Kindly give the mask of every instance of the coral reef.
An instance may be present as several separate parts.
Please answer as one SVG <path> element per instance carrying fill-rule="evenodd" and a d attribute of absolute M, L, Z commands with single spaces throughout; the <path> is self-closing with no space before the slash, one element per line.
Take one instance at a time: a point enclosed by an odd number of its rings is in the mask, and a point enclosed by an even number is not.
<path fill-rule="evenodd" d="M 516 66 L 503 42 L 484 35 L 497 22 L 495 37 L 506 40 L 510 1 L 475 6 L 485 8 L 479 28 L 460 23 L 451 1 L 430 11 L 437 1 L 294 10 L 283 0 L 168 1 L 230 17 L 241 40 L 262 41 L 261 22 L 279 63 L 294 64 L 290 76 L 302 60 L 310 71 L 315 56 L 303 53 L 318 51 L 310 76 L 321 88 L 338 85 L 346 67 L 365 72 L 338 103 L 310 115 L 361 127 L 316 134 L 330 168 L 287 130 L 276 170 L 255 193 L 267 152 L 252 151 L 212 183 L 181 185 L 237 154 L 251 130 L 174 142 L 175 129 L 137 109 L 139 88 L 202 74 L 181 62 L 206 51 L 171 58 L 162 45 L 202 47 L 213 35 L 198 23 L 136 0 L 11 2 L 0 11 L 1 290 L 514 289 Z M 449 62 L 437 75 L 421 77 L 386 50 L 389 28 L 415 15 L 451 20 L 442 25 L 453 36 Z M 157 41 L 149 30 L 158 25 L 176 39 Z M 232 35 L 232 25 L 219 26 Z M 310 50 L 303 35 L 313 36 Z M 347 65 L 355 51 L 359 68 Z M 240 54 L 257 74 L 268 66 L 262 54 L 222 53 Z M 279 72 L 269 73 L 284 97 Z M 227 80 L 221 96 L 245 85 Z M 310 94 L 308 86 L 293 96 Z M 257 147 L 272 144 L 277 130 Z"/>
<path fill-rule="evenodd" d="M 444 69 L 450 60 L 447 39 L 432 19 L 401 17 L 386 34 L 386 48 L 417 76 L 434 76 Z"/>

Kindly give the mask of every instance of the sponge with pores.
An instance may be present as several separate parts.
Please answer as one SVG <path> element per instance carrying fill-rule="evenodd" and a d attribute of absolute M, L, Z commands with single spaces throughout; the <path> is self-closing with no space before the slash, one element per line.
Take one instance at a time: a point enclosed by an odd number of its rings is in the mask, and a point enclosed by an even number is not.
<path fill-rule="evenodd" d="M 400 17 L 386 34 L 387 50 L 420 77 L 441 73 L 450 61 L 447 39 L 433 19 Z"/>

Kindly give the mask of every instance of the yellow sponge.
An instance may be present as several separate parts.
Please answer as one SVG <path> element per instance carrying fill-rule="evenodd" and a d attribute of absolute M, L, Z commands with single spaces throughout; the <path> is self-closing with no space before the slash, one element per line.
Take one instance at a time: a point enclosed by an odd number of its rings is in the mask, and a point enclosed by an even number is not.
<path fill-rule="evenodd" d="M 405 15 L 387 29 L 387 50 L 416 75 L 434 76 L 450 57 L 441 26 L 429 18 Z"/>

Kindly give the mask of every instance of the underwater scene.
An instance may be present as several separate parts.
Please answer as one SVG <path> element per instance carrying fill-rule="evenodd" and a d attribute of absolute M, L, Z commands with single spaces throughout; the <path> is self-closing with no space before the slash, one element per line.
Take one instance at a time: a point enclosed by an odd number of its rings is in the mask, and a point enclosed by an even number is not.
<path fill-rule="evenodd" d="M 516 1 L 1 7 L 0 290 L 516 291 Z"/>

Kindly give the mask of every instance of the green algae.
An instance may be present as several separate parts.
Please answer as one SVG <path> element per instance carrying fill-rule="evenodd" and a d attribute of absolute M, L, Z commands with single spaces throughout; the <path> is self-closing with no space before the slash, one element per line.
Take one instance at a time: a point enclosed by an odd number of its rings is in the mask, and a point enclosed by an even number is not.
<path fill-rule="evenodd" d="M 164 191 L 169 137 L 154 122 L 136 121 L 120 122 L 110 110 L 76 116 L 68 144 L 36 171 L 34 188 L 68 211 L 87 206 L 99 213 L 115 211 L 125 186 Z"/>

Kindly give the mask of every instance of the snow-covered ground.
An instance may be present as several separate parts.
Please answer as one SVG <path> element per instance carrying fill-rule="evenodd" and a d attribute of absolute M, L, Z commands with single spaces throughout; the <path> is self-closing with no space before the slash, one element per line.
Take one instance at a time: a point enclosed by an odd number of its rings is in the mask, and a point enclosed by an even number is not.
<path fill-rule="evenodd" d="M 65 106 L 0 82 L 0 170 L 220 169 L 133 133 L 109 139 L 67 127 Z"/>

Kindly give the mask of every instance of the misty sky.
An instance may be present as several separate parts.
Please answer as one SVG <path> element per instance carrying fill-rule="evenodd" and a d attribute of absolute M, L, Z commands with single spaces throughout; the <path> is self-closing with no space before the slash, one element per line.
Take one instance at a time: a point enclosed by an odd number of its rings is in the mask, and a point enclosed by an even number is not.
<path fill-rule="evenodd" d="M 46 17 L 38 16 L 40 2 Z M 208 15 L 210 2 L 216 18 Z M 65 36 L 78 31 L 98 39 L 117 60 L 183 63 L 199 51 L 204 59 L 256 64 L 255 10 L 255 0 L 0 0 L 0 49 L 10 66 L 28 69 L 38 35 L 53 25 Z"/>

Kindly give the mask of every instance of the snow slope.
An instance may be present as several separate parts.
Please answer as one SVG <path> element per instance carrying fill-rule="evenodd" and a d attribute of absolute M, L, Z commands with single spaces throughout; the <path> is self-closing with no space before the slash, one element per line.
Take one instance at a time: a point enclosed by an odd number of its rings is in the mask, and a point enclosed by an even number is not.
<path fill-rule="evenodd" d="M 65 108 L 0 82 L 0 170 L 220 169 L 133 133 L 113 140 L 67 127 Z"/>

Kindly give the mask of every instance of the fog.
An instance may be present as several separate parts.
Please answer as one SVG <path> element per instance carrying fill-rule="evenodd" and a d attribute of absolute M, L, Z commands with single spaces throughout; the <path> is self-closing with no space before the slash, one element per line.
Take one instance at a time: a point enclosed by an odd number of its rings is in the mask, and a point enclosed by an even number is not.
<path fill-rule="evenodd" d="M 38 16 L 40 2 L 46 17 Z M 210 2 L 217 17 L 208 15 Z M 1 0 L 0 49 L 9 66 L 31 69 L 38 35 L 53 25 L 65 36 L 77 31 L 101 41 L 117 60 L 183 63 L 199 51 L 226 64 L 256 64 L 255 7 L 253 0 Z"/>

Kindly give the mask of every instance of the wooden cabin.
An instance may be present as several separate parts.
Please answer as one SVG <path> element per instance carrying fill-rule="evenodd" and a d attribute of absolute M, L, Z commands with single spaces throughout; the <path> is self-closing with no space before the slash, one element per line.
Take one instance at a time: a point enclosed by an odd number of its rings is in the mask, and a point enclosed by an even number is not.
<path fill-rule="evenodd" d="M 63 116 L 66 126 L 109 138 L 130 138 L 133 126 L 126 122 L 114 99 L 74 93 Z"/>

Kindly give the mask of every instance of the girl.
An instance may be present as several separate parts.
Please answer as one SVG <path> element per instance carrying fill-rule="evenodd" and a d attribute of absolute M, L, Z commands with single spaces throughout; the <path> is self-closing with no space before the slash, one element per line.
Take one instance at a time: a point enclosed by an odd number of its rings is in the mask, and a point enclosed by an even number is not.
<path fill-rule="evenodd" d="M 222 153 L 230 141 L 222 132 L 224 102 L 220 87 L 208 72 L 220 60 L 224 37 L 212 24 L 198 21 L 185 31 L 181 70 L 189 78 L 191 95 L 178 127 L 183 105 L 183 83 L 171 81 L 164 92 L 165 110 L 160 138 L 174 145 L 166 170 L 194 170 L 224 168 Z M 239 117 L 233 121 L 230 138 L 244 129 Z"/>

********

■ WHAT THE EXERCISE ASKS
Transcribe all of the entries above line for line, without altering a single character.

■ ANSWER TO THIS PROBLEM
Kindly give the mask of every instance of the coral reef.
An instance may be present as several separate parts.
Please answer as one SVG <path> element per instance carrying fill-rule="evenodd" and a d attribute of absolute M, L, Z commands with single spaces throughout; the <path> is self-closing with no space before the slash, one element per line.
Take one instance at a time: a point enclosed by an odd number of its rings is in the mask, and a point enclosed by an even number is not.
<path fill-rule="evenodd" d="M 516 66 L 503 42 L 484 35 L 497 22 L 495 37 L 506 40 L 510 1 L 475 6 L 485 8 L 479 28 L 460 23 L 451 1 L 430 11 L 437 1 L 294 10 L 283 0 L 168 1 L 230 17 L 241 40 L 262 41 L 261 22 L 279 63 L 294 64 L 290 76 L 302 60 L 310 71 L 315 56 L 303 53 L 318 51 L 310 76 L 321 88 L 338 85 L 346 67 L 365 72 L 338 103 L 310 115 L 361 127 L 316 134 L 330 168 L 287 130 L 276 170 L 255 193 L 267 152 L 252 151 L 212 183 L 181 185 L 237 154 L 251 130 L 174 142 L 175 129 L 137 109 L 139 88 L 202 74 L 181 62 L 206 51 L 171 58 L 162 45 L 202 47 L 213 35 L 198 23 L 136 0 L 11 2 L 0 11 L 1 290 L 514 289 Z M 449 62 L 437 75 L 421 77 L 386 50 L 389 28 L 415 15 L 451 20 L 442 25 L 453 36 Z M 157 41 L 149 30 L 158 25 L 176 39 Z M 232 35 L 232 25 L 219 26 Z M 310 50 L 303 35 L 313 36 Z M 347 65 L 355 51 L 359 68 Z M 240 54 L 257 74 L 268 66 L 262 54 L 222 53 Z M 279 72 L 269 73 L 284 97 Z M 227 80 L 221 96 L 245 85 Z M 310 94 L 308 86 L 293 96 Z M 257 147 L 272 144 L 277 130 Z"/>
<path fill-rule="evenodd" d="M 444 69 L 450 60 L 447 39 L 432 19 L 401 17 L 386 34 L 386 48 L 417 76 L 434 76 Z"/>

Kindly give the mask of every instance of the sponge with pores.
An instance may be present as several separate parts.
Please answer as one SVG <path> element per instance carrying fill-rule="evenodd" and a d attribute of absolute M, L, Z commands with single spaces throughout; the <path> is self-closing with no space before the slash, one element per line.
Take one instance at a time: a point enclosed by an odd number of its rings is in the mask, and a point enclosed by an even number is not.
<path fill-rule="evenodd" d="M 400 17 L 386 34 L 387 50 L 420 77 L 441 73 L 450 61 L 447 39 L 433 19 Z"/>

Kindly give the mask of every instance of the yellow sponge.
An instance may be present as several separate parts.
Please answer as one SVG <path> element per instance carrying fill-rule="evenodd" and a d attribute of absolute M, L, Z commands with single spaces throughout; the <path> is self-closing with no space before the slash, one element per line.
Take one instance at a time: a point enclosed by an odd number of its rings is in the mask, and a point enclosed by an even number is not.
<path fill-rule="evenodd" d="M 405 15 L 387 29 L 387 50 L 416 75 L 434 76 L 450 57 L 441 26 L 429 18 Z"/>

Kindly give the mask of every instance of the underwater scene.
An instance may be present as several separate parts.
Please answer as one SVG <path> element per instance carrying fill-rule="evenodd" and a d attribute of absolute M, L, Z commands with single spaces throughout; the <path> is self-closing with no space before the slash, one element per line.
Take one instance at a time: a point enclosed by an odd number of its rings is in the mask, and a point enclosed by an even number is not.
<path fill-rule="evenodd" d="M 516 1 L 1 7 L 0 290 L 516 291 Z"/>

Kindly give the mask of every instance of the green algae.
An instance may be present as several separate parts.
Please answer as one SVG <path> element per instance carrying fill-rule="evenodd" and a d attribute of absolute M, L, Z commands with single spaces throughout; the <path> is self-closing with no space before the slash, one element per line.
Take one instance at a time: a point enclosed by an odd number of its rings is in the mask, and a point enclosed by an even number is not.
<path fill-rule="evenodd" d="M 164 191 L 169 137 L 154 122 L 136 121 L 120 122 L 110 110 L 76 116 L 68 144 L 36 171 L 34 188 L 68 211 L 87 206 L 99 213 L 115 211 L 125 186 Z"/>

Kindly give the mask of every instance of the snow-covered ground.
An instance may be present as several separate parts.
Please answer as one SVG <path> element per instance carrying fill-rule="evenodd" and a d attribute of absolute M, L, Z commands with single spaces throughout; the <path> is self-closing with no space before the slash, one element per line.
Take one instance at a time: a point enclosed by an odd number of its rings is in the mask, and a point enclosed by an even number is not.
<path fill-rule="evenodd" d="M 65 106 L 0 82 L 0 170 L 220 169 L 133 133 L 109 139 L 67 127 Z"/>

Kindly give the mask of every instance of the misty sky.
An instance may be present as several separate parts.
Please answer as one SVG <path> element per instance carrying fill-rule="evenodd" and a d attribute of absolute M, L, Z commands with single spaces throughout; the <path> is self-closing with no space before the slash, one element per line.
Take one instance at a time: a point enclosed by an odd number of its rings is in the mask, and a point enclosed by an even number is not.
<path fill-rule="evenodd" d="M 46 17 L 38 16 L 40 2 Z M 208 15 L 210 2 L 216 18 Z M 65 36 L 78 31 L 98 39 L 117 60 L 183 63 L 199 51 L 204 59 L 256 64 L 255 10 L 255 0 L 0 0 L 0 49 L 10 66 L 28 69 L 38 35 L 53 25 Z"/>

Kindly give the mask of every instance of the snow slope.
An instance may be present as several separate parts.
Please answer as one SVG <path> element per instance carrying fill-rule="evenodd" and a d attribute of absolute M, L, Z commands with single spaces throughout; the <path> is self-closing with no space before the slash, one element per line.
Take one instance at a time: a point enclosed by an odd number of its rings is in the mask, and a point enclosed by an even number is not.
<path fill-rule="evenodd" d="M 65 108 L 0 82 L 0 170 L 220 169 L 133 133 L 113 140 L 67 127 Z"/>

Kindly give the mask of every instance of the fog.
An instance may be present as several separate parts.
Please answer as one SVG <path> element per instance carrying fill-rule="evenodd" and a d attribute of absolute M, L, Z commands with single spaces throughout; the <path> is self-closing with no space before the slash, one element per line.
Take one instance at a time: a point enclosed by an odd number of its rings is in the mask, and a point enclosed by an even number is not.
<path fill-rule="evenodd" d="M 38 16 L 40 2 L 46 17 Z M 210 2 L 217 17 L 208 15 Z M 1 0 L 0 49 L 9 66 L 31 69 L 38 35 L 53 25 L 65 36 L 77 31 L 101 41 L 117 60 L 183 63 L 199 51 L 226 64 L 256 64 L 255 7 L 253 0 Z"/>

Kindly give the mask of every instance of the wooden cabin.
An instance may be present as several separate parts.
Please answer as one SVG <path> element per instance carrying fill-rule="evenodd" and a d attribute of absolute M, L, Z commands with single spaces throughout; the <path> is self-closing with no space before the slash, one element per line.
Take one instance at a time: a point enclosed by an odd number of its rings is in the mask, and a point enclosed by an even number is not.
<path fill-rule="evenodd" d="M 63 116 L 66 126 L 109 138 L 130 138 L 133 126 L 126 122 L 114 99 L 74 93 Z"/>

Kindly give the mask of every instance of the girl.
An instance may be present as several separate parts.
Please answer as one SVG <path> element per instance carrying fill-rule="evenodd" and a d attribute of absolute M, L, Z commands with single spaces throughout; the <path> is self-closing with no space before the slash, one element per line.
Take one instance at a time: a point enclosed by an odd number of its rings is in the mask, and a point enclosed by an even number is not.
<path fill-rule="evenodd" d="M 222 153 L 230 141 L 222 132 L 224 102 L 220 87 L 208 72 L 220 60 L 224 37 L 212 24 L 198 21 L 185 31 L 181 70 L 189 78 L 191 95 L 178 127 L 183 105 L 183 83 L 171 81 L 164 92 L 165 110 L 160 138 L 174 145 L 166 170 L 194 170 L 224 168 Z M 239 117 L 233 121 L 230 138 L 244 129 Z"/>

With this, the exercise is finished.